Task objective:
Reproduce every entry exactly and leave its pictures out.

** START OF Records for the task **

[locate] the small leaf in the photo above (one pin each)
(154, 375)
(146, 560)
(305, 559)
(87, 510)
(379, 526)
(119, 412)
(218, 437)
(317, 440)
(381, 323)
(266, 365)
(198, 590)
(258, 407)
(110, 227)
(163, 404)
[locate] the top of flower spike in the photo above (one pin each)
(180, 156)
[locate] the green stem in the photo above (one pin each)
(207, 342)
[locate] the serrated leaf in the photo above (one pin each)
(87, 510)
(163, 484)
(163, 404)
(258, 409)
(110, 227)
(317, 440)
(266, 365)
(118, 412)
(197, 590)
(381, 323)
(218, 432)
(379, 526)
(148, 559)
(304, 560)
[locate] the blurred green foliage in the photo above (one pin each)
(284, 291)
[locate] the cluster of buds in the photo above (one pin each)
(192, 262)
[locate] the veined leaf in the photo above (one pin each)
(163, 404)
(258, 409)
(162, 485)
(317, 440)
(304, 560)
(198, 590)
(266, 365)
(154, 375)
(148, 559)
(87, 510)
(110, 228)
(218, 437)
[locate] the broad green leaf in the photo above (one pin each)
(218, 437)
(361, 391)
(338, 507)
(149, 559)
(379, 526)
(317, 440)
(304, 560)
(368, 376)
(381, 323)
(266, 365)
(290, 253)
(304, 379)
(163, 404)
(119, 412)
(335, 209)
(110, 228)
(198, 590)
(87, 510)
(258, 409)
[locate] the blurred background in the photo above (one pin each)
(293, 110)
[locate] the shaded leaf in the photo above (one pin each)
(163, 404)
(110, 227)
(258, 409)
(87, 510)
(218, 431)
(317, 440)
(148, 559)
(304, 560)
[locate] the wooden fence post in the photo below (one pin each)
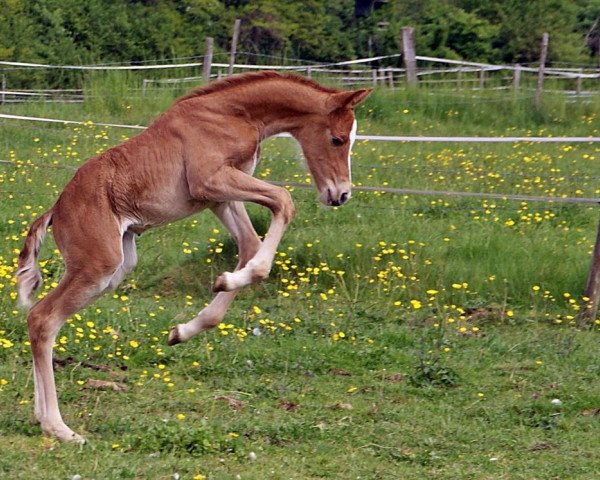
(589, 308)
(579, 82)
(207, 62)
(409, 56)
(517, 77)
(481, 78)
(540, 81)
(234, 39)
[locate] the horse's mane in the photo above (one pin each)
(252, 77)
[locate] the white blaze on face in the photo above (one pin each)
(352, 139)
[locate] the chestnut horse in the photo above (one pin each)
(201, 153)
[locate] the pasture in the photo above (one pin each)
(398, 336)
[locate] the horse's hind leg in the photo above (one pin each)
(235, 218)
(83, 282)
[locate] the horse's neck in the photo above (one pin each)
(278, 106)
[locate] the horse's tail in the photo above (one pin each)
(28, 274)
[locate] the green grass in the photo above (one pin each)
(435, 354)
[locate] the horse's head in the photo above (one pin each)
(326, 140)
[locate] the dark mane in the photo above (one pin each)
(251, 77)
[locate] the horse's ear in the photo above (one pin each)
(347, 99)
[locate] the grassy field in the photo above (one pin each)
(397, 337)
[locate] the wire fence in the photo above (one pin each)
(382, 70)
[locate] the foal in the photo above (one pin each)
(201, 153)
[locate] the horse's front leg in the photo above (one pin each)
(230, 184)
(234, 217)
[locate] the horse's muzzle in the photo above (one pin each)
(337, 195)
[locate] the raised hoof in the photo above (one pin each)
(174, 338)
(221, 284)
(66, 435)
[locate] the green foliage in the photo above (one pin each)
(75, 32)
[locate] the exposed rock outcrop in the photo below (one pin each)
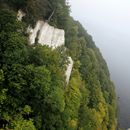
(20, 15)
(46, 35)
(69, 69)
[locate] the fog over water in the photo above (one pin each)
(108, 21)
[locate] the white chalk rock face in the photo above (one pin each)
(20, 15)
(46, 35)
(69, 69)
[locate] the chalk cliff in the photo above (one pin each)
(46, 35)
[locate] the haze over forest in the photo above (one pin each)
(108, 21)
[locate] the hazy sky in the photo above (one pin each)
(108, 21)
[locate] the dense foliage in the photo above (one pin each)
(33, 91)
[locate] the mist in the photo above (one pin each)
(108, 21)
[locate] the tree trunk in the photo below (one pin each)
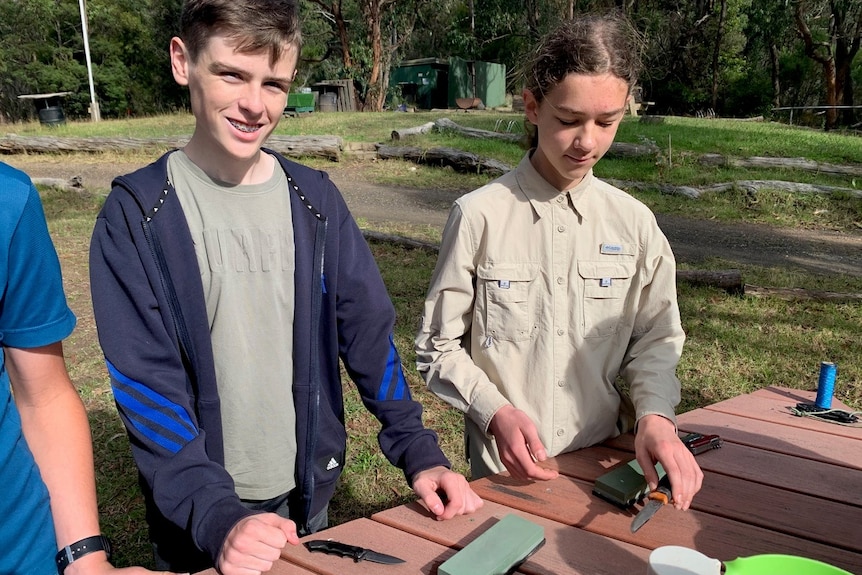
(825, 58)
(774, 69)
(329, 147)
(375, 97)
(719, 35)
(457, 159)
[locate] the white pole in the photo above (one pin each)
(94, 106)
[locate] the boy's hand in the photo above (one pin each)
(519, 445)
(657, 441)
(460, 497)
(255, 543)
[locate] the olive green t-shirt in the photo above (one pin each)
(244, 243)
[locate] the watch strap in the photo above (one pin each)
(71, 553)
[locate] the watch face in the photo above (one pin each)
(75, 551)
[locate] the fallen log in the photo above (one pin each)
(457, 159)
(750, 186)
(406, 132)
(794, 187)
(617, 149)
(73, 184)
(799, 294)
(781, 163)
(401, 241)
(329, 147)
(443, 124)
(728, 280)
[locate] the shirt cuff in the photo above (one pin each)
(485, 406)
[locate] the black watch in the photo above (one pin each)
(71, 553)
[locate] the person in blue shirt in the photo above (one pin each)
(46, 456)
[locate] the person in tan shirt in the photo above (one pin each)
(552, 286)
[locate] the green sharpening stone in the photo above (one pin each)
(498, 550)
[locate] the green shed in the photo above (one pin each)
(437, 83)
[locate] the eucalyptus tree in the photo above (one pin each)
(831, 32)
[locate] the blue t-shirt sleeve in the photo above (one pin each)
(33, 308)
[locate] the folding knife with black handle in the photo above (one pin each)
(353, 551)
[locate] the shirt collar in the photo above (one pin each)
(540, 193)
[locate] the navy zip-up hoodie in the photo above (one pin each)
(153, 328)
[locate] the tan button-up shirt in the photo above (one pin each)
(542, 299)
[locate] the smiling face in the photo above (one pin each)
(576, 121)
(237, 99)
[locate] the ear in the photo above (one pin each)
(180, 61)
(531, 107)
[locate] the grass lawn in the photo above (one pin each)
(735, 344)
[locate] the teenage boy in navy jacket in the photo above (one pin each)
(227, 282)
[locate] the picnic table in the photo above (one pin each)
(779, 484)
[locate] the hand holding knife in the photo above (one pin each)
(657, 498)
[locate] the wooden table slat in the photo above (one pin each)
(739, 461)
(780, 484)
(420, 555)
(570, 501)
(768, 409)
(566, 550)
(794, 441)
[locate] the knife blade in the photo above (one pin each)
(353, 551)
(656, 499)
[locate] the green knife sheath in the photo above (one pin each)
(498, 550)
(624, 485)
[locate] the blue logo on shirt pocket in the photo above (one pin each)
(503, 300)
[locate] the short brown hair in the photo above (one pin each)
(255, 25)
(588, 44)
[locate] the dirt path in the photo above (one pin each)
(692, 240)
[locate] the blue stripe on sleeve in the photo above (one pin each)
(393, 385)
(157, 418)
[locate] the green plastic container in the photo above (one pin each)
(300, 102)
(780, 565)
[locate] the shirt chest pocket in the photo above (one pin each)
(606, 285)
(506, 289)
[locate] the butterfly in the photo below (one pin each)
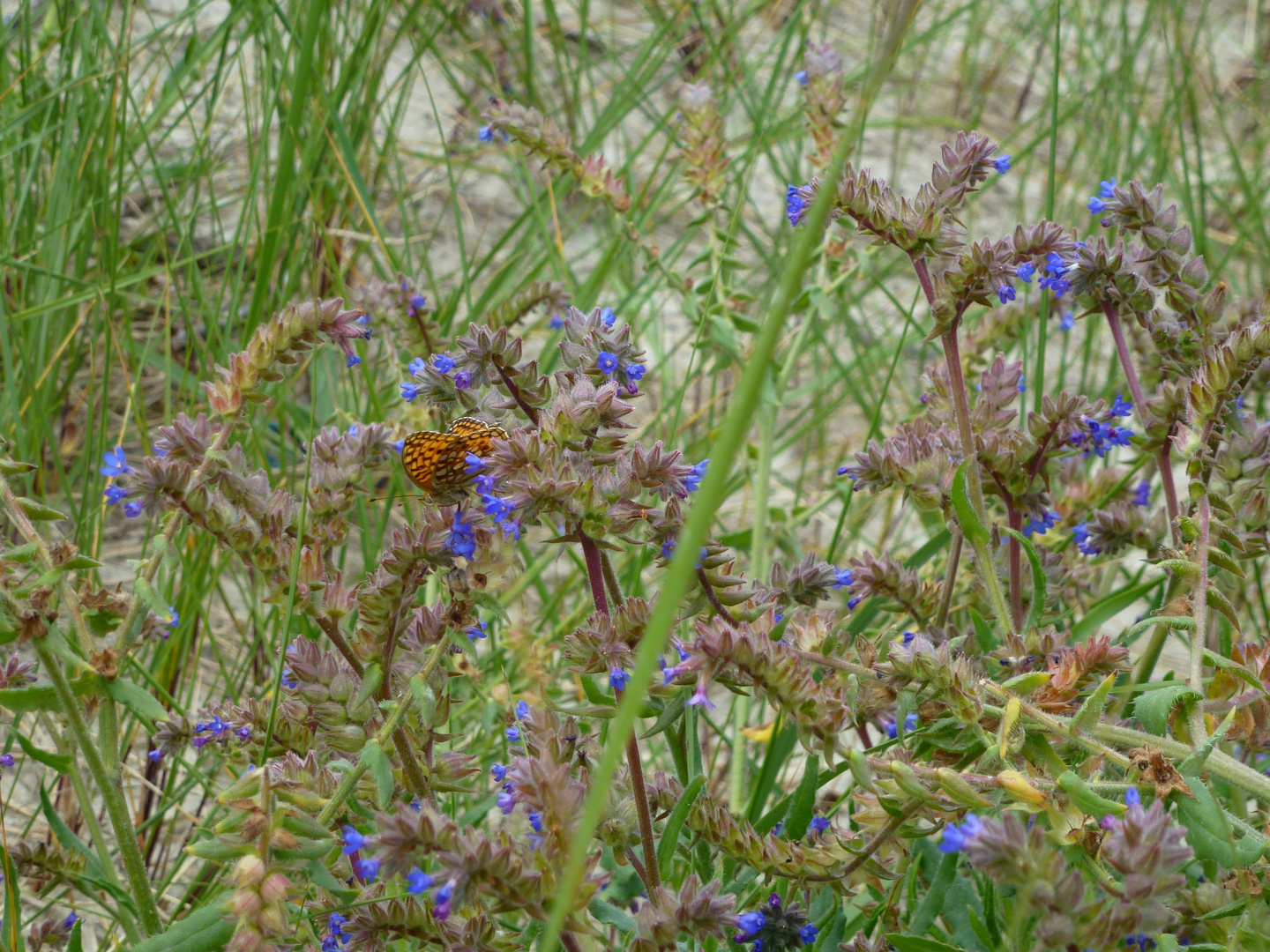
(437, 462)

** END OF Records for the task **

Solution:
[locate] the small leaf in the photo above (one pin each)
(154, 375)
(146, 560)
(305, 559)
(87, 510)
(379, 526)
(119, 412)
(218, 437)
(317, 440)
(381, 323)
(266, 365)
(198, 590)
(258, 407)
(110, 227)
(163, 404)
[locate] the top of flower spike in the photo above (one pin each)
(180, 156)
[locate] the green stem in the photo above (one pin each)
(207, 342)
[locate] the serrated leaf in the photo above (one pin each)
(87, 510)
(163, 484)
(163, 404)
(258, 409)
(110, 227)
(317, 440)
(266, 365)
(118, 412)
(197, 590)
(381, 323)
(218, 432)
(379, 526)
(148, 559)
(304, 560)
[locate] the blurred green foliage in the photo above (one pin each)
(284, 291)
[locate] the cluster of buds in the photo above (one pin each)
(192, 262)
[locate] the veined leaf in the photo above (one pin each)
(163, 404)
(258, 409)
(162, 485)
(317, 440)
(304, 560)
(198, 590)
(266, 365)
(154, 375)
(148, 559)
(87, 510)
(110, 228)
(218, 437)
[locate] the broad green leaf in the photo above (one pin each)
(218, 437)
(361, 391)
(338, 507)
(149, 559)
(379, 526)
(317, 440)
(304, 560)
(368, 376)
(381, 323)
(266, 365)
(290, 253)
(304, 379)
(163, 404)
(119, 412)
(335, 209)
(110, 228)
(198, 590)
(87, 510)
(258, 409)
[locate] the blurred background in the photo above (one pin each)
(293, 110)
[locate] the shaded leaf in the photo above (one pin each)
(163, 404)
(110, 227)
(258, 409)
(87, 510)
(218, 431)
(317, 440)
(148, 559)
(304, 560)
[locate] the wooden fence post in the photo below (one pin each)
(589, 308)
(579, 82)
(207, 62)
(409, 56)
(517, 77)
(481, 78)
(540, 81)
(234, 39)
[locate] the horse's mane in the photo above (one pin each)
(252, 77)
[locate] the white blaze on face in the photo above (one pin each)
(352, 139)
[locate] the chestnut horse in the photo above (one pin each)
(201, 153)
[locate] the pasture in the photo above (one pin each)
(398, 336)
[locate] the horse's hind leg in the photo above (one pin each)
(235, 218)
(83, 282)
[locate] the horse's neck in the photo above (one pin each)
(278, 106)
[locate] the horse's tail in the photo above (one pin each)
(28, 274)
[locate] the green grass in the photo above (one pin each)
(435, 354)
[locate] the horse's head in the photo above (one pin each)
(326, 140)
[locate] the dark mane in the photo above (one pin each)
(251, 77)
[locate] the horse's ear in the photo above (one pin each)
(347, 99)
[locate] the grassy field in the photo above (one pin each)
(397, 337)
[locate] the wire fence in the photo above (one pin each)
(382, 70)
[locate] the foal in the photo above (one pin each)
(201, 153)
[locate] the horse's front leg in the photo above (one pin each)
(230, 184)
(234, 217)
[locate] the horse's muzzle in the photo above (one pin each)
(337, 195)
[locate] the raised hoof in the photo above (one pin each)
(174, 338)
(221, 284)
(66, 435)
[locate] the green foliage in the photo above (one pin each)
(75, 32)
[locate] the exposed rock outcrop in the photo below (one pin each)
(20, 15)
(46, 35)
(69, 69)
[locate] the fog over water in the photo above (one pin each)
(108, 21)
[locate] the white chalk rock face in the photo above (one pin each)
(20, 15)
(46, 35)
(69, 69)
[locate] the chalk cliff in the photo above (one pin each)
(46, 35)
[locate] the haze over forest in the photo above (one pin each)
(108, 21)
[locate] the hazy sky in the photo above (one pin each)
(108, 21)
[locate] the dense foliage in the photo above (one pin each)
(33, 91)
[locate] the mist in the photo above (one pin each)
(108, 21)
[locate] the tree trunk in the photo below (one pin each)
(825, 58)
(774, 69)
(329, 147)
(375, 97)
(719, 35)
(457, 159)
[locate] the white pole in the photo above (one pin each)
(94, 106)
[locate] the boy's hand in the photo above (one pin each)
(519, 445)
(657, 441)
(460, 497)
(255, 543)
[locate] the olive green t-shirt in the photo above (one pin each)
(244, 243)
[locate] the watch strap in the photo above (one pin each)
(71, 553)
[locate] the watch face in the photo above (one pin each)
(75, 551)
[locate] the fallen log in the photo above (one pin each)
(457, 159)
(750, 186)
(406, 132)
(794, 187)
(617, 149)
(73, 184)
(799, 294)
(781, 163)
(401, 241)
(329, 147)
(443, 124)
(728, 280)
[locate] the shirt cuff in the photo above (one pin each)
(485, 406)
[locate] the black watch in the photo above (one pin each)
(71, 553)
[locate] the person in blue shirt in the photo above (one pin each)
(46, 456)
[locate] the person in tan shirt in the photo above (one pin each)
(552, 286)
[locate] the green sharpening stone in the photo above (one pin each)
(498, 550)
[locate] the green shed in the photo above (one pin each)
(437, 83)
[locate] the eucalyptus tree in the photo above (one pin each)
(831, 32)
[locate] the blue t-shirt sleeve in the photo above (one pin each)
(33, 308)
[locate] the folding knife with black handle in the photo above (one pin each)
(353, 551)
[locate] the shirt collar in the photo above (one pin each)
(540, 193)
[locate] the navy zip-up hoodie in the photo above (one pin each)
(153, 328)
[locate] the tan button-up shirt in the photo above (one pin each)
(542, 299)
[locate] the smiling face in the photo above (one pin each)
(576, 121)
(237, 99)
[locate] the ear in the photo above (one pin each)
(180, 61)
(531, 107)
[locate] the grass lawn in the photo above (one pin each)
(735, 344)
[locate] the teenage boy in navy jacket in the photo above (one pin each)
(227, 282)
[locate] the picnic table in the photo above (one pin each)
(779, 484)
[locate] the hand holding knife in the photo above (one pin each)
(657, 498)
[locate] the wooden table slat in the photo above (one pin each)
(739, 461)
(780, 484)
(420, 555)
(570, 501)
(768, 409)
(566, 550)
(794, 441)
[locate] the knife blade in the photo above (one pin each)
(353, 551)
(656, 499)
[locate] the green knife sheath in the photo above (one pin each)
(498, 550)
(624, 485)
[locate] the blue logo on shirt pocket in the photo above (one pin each)
(503, 300)
[locate] the short brown hair in the photo above (one pin each)
(255, 25)
(588, 44)
[locate] the dirt path in the photo above (one pin each)
(692, 240)
[locate] the blue stripe on sleeve in the photo above (one pin each)
(393, 385)
(157, 418)
[locate] the green plastic container in the photo above (one pin each)
(300, 102)
(780, 565)
[locate] the shirt chest pocket in the photo above (one pin each)
(606, 285)
(506, 289)
[locate] the butterfly in the photo below (one pin each)
(437, 462)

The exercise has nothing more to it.